**WHAT THE EXERCISE ASKS**: Copy every line of the entries below word for word, leaving out the pictures.

**DATASET RECORDS**:
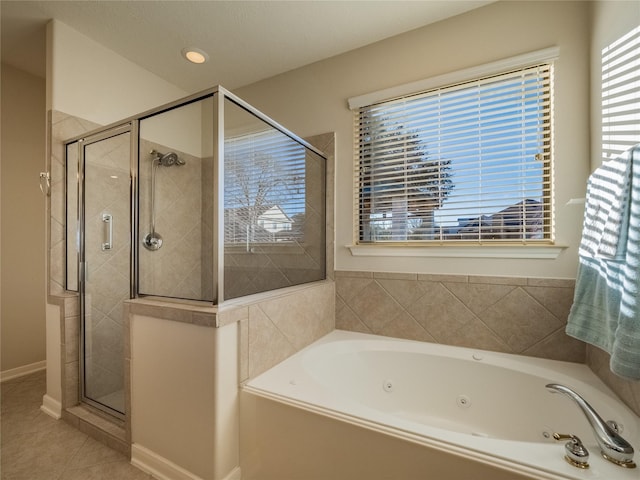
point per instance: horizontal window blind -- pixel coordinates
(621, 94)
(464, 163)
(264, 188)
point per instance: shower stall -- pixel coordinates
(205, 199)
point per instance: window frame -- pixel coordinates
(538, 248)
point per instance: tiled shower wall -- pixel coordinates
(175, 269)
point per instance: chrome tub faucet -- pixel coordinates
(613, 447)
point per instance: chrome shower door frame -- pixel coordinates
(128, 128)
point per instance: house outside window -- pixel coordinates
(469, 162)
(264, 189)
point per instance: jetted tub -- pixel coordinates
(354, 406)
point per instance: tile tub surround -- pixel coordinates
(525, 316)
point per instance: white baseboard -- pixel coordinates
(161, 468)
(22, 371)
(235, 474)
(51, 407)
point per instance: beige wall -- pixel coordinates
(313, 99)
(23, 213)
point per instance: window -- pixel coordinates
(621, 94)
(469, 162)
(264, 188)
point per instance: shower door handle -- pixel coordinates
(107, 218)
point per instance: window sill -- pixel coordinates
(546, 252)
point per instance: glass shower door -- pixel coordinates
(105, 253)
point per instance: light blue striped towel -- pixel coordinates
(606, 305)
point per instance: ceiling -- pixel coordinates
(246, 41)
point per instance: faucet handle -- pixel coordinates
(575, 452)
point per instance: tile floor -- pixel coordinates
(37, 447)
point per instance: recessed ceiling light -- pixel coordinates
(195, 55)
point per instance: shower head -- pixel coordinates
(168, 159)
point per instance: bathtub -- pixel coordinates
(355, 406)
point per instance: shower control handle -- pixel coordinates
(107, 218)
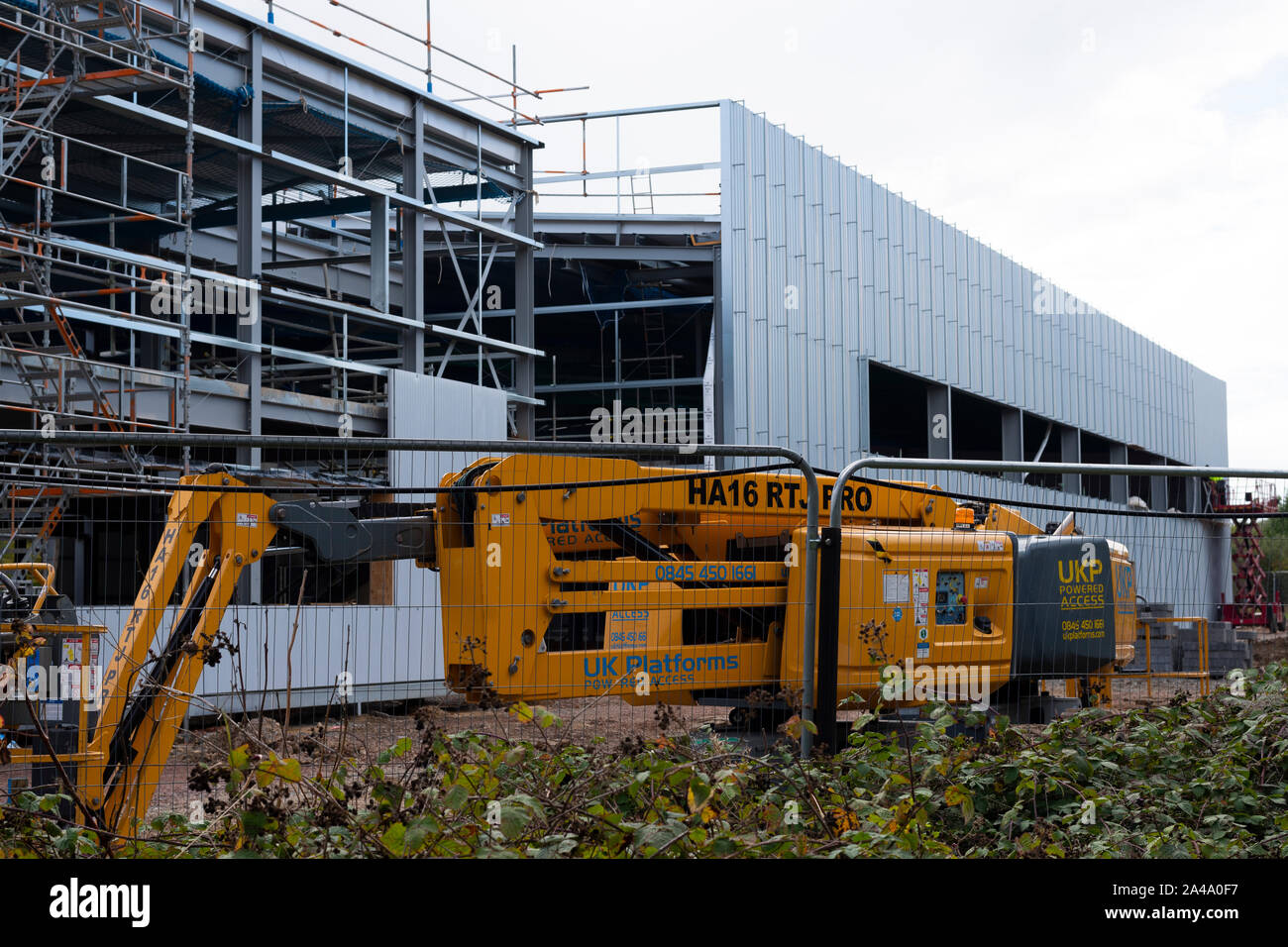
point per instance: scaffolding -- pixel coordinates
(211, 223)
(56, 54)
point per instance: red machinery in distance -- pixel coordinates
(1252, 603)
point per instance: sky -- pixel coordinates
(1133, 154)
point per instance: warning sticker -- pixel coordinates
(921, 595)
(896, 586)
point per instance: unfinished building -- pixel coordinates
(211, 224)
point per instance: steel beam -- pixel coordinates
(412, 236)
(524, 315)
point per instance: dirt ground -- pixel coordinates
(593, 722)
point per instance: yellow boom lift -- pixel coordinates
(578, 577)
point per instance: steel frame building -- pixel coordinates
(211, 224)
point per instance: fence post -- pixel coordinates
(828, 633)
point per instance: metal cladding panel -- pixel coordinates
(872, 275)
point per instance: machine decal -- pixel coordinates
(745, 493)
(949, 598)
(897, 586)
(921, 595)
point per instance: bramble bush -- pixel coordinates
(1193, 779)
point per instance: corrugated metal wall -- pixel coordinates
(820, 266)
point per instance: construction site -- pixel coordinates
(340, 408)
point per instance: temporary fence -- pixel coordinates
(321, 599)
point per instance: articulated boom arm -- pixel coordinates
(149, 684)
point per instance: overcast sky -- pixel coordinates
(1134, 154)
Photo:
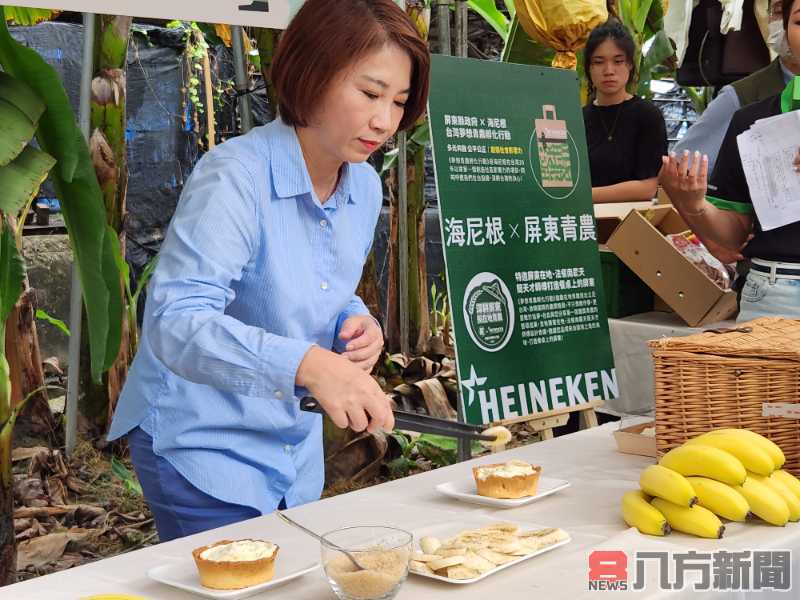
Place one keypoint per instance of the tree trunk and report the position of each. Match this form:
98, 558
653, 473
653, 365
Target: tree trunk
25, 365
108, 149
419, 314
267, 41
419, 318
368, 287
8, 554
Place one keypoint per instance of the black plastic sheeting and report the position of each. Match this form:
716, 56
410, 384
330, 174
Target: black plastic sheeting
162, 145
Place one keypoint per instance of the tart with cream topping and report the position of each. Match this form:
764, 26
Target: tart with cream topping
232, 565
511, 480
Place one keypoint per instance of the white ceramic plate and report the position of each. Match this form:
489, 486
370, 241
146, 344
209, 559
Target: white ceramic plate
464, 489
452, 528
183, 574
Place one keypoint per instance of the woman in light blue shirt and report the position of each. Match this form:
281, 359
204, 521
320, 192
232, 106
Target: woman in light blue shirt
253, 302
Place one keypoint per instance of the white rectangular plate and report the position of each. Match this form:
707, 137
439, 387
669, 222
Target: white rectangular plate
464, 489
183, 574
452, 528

**FINISHED ANSWER**:
point per instance: horizontal window blind -- pixel coordinates
(621, 94)
(464, 163)
(264, 188)
point per instance: shower stall -- pixel coordinates
(205, 199)
point per instance: window frame -- pixel coordinates
(538, 248)
point per instance: tiled shower wall -- pixel coordinates
(175, 269)
point per instance: chrome tub faucet -- pixel coordinates
(613, 447)
point per instance: chrome shower door frame -- pixel coordinates
(128, 128)
point per instance: house outside window -- pixel coordinates
(469, 162)
(264, 189)
point per instance: jetted tub -- pixel coordinates
(354, 406)
point per instance: tile tub surround -- pixel coordinates
(525, 316)
point per instance: white baseboard -- pixel coordinates
(161, 468)
(22, 371)
(235, 474)
(51, 407)
point per instance: beige wall -- pixel coordinates
(313, 99)
(23, 213)
point per instance: window -- pixel coordinates
(621, 94)
(469, 162)
(264, 188)
point per instance: shower door handle -- pixel coordinates
(107, 218)
point per instance: window sill -- pixel coordinates
(546, 252)
point per instance: glass shower door -- pixel coordinates
(105, 253)
point per instance: light blue striped towel -- pixel coordinates
(606, 305)
point per instance: ceiling -- pixel coordinates
(246, 41)
point per instance: faucet handle -- pixel coordinates
(575, 452)
point per instance: tile floor -- pixel coordinates
(37, 447)
point per instance: recessed ceiling light -- pixel coordinates
(195, 55)
point per instance: shower head -- pixel coordinates
(168, 159)
point per instance: bathtub -- pixel coordinates
(355, 406)
point per instance: shower control handle -- pixel coordinates
(107, 218)
point per instance: scaffolding -- pixel coordinates
(211, 223)
(56, 54)
point per instance: red machinery in distance -- pixel coordinates
(1252, 603)
point per instance: sky -- pixel coordinates
(1133, 154)
point per instance: warning sticker -- pixel coordinates
(921, 595)
(896, 586)
point per instance: unfinished building -- pixel coordinates
(211, 224)
point per instance: steel beam -- pixel coordinates
(412, 236)
(524, 315)
point per instance: dirt ground -- pixel coordinates
(593, 722)
point per instance: yellow boom lift -- pixel coordinates
(578, 577)
point per instance: steel frame building -- pixel coordinates
(211, 224)
point per instance: fence post -- pixel coordinates
(828, 633)
point per instance: metal cladding panel -- pixel coordinates
(872, 275)
point per instance: machine decal -- pixel coordinates
(745, 493)
(949, 598)
(897, 586)
(921, 595)
point per instance: bramble bush -- pixel coordinates
(1193, 779)
point per instance: corrugated metal wall -- pixel coordinates
(820, 266)
point per instance: construction site -- pixel coordinates
(340, 408)
point per instance: temporary fence -- pixel coordinates
(321, 599)
point per instance: articulated boom arm -- pixel coordinates
(149, 684)
point per instance: overcast sky -- pixel coordinates
(1134, 154)
Photo:
Place one keypoint per instance of the tree trunk and report the position of each. Match this form:
98, 558
653, 473
653, 365
Target: tree trunk
25, 365
108, 149
419, 314
267, 41
419, 318
368, 287
8, 554
Place one keypoint per instance of the black plastic sheeting and report the position of each. Match this form:
716, 56
410, 384
330, 174
Target: black plastic sheeting
162, 145
Place one keypoint per instance of the tart with cream topping and report the position of each. Match this form:
764, 26
Target: tart with cream topping
232, 565
511, 480
Place one keypoint per instance of the white ceramic plate and report the position of each. Match this form:
489, 486
370, 241
146, 344
209, 559
Target: white ceramic plate
464, 489
452, 528
183, 574
Place one keypoint per instance of the woman in light blue shirt and report the position of each. Match this form:
281, 359
204, 521
320, 192
232, 106
Target: woman in light blue shirt
253, 302
Place one keypoint per instance of the white rectangular plate and report the position of each. Match this form:
707, 137
439, 387
669, 222
Target: white rectangular plate
464, 489
183, 574
452, 528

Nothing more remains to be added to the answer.